> _Page excerpt_
Open Data is a very powerful type of asset for people, governments, and commercial entities worldwide. Open datasets, being easy to access, without restrictions to use and process, and interoperable, generate trillions of dollars annually in the global economy. This data, which can be easily crowdsourced and shared, perfectly covers use cases requiring cross-border data collection, transparency, and reliability. Large global markets such as geospatial information systems, human development, and mobility, among others, could not sustain growth without Open Data.

At Skymantics, we have used Open datasets in different ways and forms. From our beloved Open Street Maps which feeds Skymantics Routing Engine, to city mobility datasets that we used in EC Modus, to COPERNICUS fire danger indicators for informing vulnerability-based evacuation, we understand the value Open Data brings when it comes to facilitating research and collaboration.

> _Exercise requirements_
- 1) From the passage on Open Data, reproduce the stretch from "Open Data is" through "without Open Data.".
- 2) According to the passage on Open Data, what makes open datasets able to generate trillions of dollars annually in the global economy? Answer in one to three sentences.

> _Entries for bounding box labeling_

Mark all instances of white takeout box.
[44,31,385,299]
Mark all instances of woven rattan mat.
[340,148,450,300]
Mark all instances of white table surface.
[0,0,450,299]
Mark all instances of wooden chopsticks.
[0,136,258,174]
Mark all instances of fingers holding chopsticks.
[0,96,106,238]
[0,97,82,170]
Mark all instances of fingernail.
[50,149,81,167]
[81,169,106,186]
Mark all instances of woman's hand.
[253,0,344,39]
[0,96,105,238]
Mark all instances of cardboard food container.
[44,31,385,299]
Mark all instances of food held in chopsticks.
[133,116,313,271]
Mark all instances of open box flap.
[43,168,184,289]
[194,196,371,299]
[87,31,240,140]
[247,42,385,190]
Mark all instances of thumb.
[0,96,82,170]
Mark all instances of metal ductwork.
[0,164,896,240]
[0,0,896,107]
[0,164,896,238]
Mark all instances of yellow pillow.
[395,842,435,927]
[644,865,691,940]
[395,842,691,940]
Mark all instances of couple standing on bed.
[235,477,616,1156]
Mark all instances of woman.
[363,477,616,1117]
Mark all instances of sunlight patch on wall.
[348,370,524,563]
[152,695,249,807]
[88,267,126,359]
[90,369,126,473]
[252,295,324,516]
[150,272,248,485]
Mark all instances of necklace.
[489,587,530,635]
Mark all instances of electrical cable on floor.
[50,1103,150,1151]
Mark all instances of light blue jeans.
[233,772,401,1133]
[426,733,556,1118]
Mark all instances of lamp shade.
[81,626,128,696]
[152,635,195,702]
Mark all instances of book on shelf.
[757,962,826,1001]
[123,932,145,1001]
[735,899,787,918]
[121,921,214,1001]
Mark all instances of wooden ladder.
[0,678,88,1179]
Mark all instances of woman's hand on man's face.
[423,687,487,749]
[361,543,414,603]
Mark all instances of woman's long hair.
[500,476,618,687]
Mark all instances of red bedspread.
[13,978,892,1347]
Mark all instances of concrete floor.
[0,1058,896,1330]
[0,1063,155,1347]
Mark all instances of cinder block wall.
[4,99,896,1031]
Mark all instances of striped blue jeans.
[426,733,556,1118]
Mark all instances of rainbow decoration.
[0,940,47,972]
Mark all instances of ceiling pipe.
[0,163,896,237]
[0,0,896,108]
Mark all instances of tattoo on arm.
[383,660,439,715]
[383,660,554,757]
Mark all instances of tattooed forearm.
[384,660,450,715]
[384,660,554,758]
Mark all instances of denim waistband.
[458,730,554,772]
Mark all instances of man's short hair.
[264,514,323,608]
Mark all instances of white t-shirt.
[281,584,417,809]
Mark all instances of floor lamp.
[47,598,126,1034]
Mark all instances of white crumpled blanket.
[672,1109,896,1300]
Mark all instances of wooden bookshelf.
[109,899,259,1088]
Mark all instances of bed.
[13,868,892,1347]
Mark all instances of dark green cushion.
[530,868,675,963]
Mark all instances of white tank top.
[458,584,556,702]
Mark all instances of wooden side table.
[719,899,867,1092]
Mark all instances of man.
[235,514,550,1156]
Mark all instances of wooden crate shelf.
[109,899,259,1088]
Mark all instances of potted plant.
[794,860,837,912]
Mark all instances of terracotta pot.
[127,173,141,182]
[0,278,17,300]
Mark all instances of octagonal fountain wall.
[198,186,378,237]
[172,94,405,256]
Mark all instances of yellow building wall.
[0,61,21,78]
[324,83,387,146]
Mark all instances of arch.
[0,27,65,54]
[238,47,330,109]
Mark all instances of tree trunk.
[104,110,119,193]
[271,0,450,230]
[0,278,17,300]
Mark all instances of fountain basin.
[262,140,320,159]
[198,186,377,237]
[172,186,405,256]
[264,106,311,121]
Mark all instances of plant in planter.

> _Problem solutions_
- 1)
Open Data is a very powerful type of asset for people, governments, and commercial entities worldwide. Open datasets, being easy to access, without restrictions to use and process, and interoperable, generate trillions of dollars annually in the global economy. This data, which can be easily crowdsourced and shared, perfectly covers use cases requiring cross-border data collection, transparency, and reliability. Large global markets such as geospatial information systems, human development, and mobility, among others, could not sustain growth without Open Data.

- 2) Open datasets generate that value because they are easy to access and can be used and processed without restrictions. They are also interoperable.